Start of Block

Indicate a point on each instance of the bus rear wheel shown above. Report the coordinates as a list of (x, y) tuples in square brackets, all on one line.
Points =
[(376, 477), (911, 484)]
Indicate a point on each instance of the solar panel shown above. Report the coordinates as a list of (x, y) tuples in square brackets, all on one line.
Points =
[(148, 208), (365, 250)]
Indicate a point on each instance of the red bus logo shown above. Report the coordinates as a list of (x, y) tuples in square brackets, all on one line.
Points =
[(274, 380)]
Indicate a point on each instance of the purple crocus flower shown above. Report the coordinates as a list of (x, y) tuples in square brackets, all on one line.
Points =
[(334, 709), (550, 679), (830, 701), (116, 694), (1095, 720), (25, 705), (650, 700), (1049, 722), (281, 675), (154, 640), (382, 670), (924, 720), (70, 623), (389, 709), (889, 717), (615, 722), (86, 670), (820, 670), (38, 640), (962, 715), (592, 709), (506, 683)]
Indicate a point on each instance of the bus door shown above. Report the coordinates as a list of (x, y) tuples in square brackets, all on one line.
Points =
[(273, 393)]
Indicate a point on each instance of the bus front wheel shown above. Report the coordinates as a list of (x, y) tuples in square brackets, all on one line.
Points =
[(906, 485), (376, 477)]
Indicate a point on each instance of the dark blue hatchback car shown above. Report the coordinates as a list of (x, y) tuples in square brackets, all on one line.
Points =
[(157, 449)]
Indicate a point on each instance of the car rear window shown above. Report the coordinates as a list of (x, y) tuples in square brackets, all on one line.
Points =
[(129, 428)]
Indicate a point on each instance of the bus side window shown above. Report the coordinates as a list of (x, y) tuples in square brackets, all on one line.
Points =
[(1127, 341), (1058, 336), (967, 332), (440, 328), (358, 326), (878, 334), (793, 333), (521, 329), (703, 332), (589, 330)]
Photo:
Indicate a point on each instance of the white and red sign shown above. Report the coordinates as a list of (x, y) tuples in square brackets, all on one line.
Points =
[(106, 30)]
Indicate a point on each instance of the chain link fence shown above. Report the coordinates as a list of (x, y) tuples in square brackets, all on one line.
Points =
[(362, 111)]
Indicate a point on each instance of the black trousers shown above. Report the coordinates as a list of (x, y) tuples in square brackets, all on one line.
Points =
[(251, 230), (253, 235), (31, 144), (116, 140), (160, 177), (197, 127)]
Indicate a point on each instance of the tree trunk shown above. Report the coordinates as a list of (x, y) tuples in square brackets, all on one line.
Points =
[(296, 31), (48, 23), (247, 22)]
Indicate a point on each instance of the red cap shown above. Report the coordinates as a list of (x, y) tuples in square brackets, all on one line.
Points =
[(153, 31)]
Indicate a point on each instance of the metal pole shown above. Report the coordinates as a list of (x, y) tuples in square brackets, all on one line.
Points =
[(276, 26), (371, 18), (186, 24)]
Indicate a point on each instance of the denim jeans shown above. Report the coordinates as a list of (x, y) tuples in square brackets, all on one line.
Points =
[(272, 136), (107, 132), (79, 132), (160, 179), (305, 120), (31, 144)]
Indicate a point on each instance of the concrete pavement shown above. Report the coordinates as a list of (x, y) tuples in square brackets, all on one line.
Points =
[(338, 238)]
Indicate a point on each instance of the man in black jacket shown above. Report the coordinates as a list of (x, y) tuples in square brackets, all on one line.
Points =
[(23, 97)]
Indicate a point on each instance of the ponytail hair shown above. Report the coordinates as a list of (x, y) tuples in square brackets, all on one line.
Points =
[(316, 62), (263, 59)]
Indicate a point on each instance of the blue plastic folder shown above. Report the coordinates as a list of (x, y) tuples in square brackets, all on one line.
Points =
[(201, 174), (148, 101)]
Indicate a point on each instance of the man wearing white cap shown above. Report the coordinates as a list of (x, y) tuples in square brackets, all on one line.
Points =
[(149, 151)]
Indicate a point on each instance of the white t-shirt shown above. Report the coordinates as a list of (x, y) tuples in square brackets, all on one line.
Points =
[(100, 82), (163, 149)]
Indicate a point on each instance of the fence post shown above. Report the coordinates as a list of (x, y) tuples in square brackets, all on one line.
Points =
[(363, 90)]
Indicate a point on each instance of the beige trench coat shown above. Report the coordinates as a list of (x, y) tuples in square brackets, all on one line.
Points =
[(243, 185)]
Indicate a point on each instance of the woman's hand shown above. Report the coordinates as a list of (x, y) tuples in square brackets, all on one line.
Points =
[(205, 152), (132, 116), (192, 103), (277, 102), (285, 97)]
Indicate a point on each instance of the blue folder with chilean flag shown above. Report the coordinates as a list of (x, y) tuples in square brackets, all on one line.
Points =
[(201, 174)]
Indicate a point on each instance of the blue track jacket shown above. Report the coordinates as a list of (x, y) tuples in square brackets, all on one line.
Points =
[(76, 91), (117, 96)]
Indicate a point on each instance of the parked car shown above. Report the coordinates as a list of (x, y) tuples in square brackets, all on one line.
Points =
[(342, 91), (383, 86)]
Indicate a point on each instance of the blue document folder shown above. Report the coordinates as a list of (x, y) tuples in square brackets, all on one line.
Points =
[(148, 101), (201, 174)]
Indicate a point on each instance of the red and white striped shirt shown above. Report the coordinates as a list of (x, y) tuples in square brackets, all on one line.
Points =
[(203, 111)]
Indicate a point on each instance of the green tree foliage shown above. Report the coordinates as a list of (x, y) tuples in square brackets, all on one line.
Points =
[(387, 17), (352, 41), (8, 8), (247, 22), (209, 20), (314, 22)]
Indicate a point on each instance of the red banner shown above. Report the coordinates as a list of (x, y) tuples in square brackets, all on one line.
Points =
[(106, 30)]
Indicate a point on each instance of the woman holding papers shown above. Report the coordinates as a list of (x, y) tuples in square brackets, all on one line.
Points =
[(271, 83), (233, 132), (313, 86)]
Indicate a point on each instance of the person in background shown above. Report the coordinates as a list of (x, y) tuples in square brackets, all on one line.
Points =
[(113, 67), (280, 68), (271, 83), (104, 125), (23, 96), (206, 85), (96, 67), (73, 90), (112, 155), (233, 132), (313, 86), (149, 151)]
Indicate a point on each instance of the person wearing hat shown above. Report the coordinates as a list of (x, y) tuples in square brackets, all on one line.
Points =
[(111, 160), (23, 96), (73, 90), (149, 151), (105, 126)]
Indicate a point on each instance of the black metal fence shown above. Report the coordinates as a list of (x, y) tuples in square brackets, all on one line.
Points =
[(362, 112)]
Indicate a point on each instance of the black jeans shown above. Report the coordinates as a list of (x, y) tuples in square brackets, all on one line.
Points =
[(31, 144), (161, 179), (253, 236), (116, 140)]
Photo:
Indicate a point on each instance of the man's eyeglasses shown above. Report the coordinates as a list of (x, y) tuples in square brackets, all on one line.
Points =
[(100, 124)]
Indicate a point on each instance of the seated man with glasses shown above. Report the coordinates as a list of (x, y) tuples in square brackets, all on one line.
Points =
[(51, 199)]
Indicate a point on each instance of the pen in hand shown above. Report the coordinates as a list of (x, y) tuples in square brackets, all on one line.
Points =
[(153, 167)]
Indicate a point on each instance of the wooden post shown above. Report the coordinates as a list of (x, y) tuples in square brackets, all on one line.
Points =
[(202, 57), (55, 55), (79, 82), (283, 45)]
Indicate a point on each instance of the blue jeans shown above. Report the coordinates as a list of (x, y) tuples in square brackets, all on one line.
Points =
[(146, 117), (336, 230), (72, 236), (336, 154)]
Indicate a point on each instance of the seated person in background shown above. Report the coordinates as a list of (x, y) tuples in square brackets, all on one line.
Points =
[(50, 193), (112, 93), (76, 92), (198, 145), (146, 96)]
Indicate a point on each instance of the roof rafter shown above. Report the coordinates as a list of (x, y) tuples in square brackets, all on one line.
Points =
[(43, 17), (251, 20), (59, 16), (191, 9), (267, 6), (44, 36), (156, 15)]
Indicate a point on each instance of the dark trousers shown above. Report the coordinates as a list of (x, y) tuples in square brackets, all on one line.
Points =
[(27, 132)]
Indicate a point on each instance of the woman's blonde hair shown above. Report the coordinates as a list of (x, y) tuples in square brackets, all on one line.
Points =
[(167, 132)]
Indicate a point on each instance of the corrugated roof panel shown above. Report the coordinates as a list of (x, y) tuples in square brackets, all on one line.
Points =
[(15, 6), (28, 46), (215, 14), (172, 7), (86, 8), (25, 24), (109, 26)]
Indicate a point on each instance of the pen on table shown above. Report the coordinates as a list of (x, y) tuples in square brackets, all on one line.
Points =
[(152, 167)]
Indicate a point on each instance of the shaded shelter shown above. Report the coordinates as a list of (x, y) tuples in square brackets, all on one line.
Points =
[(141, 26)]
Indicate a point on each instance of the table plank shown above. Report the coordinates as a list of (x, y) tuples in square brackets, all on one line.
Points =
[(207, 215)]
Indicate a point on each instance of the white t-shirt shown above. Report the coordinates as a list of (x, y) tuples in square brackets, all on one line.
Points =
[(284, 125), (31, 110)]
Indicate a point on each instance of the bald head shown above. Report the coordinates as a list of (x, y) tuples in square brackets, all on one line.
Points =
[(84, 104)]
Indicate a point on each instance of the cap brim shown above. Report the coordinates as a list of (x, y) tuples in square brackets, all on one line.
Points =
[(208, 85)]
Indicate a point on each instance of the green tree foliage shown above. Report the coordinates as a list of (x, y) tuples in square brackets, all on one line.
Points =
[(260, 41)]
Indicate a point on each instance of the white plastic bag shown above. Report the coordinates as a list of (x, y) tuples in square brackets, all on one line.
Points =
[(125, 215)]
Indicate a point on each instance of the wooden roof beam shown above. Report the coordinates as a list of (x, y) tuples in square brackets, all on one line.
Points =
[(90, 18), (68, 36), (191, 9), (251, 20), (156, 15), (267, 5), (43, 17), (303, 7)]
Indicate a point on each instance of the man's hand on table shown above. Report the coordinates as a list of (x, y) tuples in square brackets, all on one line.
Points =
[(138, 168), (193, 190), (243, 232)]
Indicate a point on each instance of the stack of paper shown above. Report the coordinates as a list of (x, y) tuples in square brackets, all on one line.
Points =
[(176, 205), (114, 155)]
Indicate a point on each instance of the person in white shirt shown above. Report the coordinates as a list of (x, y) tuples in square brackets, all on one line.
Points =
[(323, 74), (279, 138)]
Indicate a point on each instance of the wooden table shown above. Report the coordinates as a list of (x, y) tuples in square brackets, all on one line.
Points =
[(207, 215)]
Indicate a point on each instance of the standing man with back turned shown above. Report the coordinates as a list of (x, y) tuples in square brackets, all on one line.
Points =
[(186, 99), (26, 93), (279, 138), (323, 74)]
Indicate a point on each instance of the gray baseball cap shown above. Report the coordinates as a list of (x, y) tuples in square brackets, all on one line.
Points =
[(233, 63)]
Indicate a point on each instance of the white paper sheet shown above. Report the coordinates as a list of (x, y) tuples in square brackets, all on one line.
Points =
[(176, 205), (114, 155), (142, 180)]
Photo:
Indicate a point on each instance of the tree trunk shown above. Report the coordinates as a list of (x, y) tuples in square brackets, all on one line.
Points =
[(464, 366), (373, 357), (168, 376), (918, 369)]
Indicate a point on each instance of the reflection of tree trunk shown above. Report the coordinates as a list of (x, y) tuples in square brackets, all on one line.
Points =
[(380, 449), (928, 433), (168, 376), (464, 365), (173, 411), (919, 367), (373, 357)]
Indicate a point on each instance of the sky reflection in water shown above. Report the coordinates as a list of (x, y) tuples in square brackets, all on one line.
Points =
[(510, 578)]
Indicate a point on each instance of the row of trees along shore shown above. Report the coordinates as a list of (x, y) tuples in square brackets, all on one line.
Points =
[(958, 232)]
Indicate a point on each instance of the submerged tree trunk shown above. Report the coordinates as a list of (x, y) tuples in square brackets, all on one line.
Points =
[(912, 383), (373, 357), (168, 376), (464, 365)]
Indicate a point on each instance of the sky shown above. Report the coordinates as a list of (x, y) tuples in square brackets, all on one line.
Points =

End of Block

§ **Task to carry out**
Look through the records for the string "background". Copy every line that has it.

§ **Reply**
Indicate a point on each instance of the person in background shown above. Report the coordinates as a list of (x, y) tuples in square brackets, all on one line.
Indicate a point on each instance of the seated person in background shown above. Report the coordinates as a list of (x, y) tuples in square brackets, all on one line.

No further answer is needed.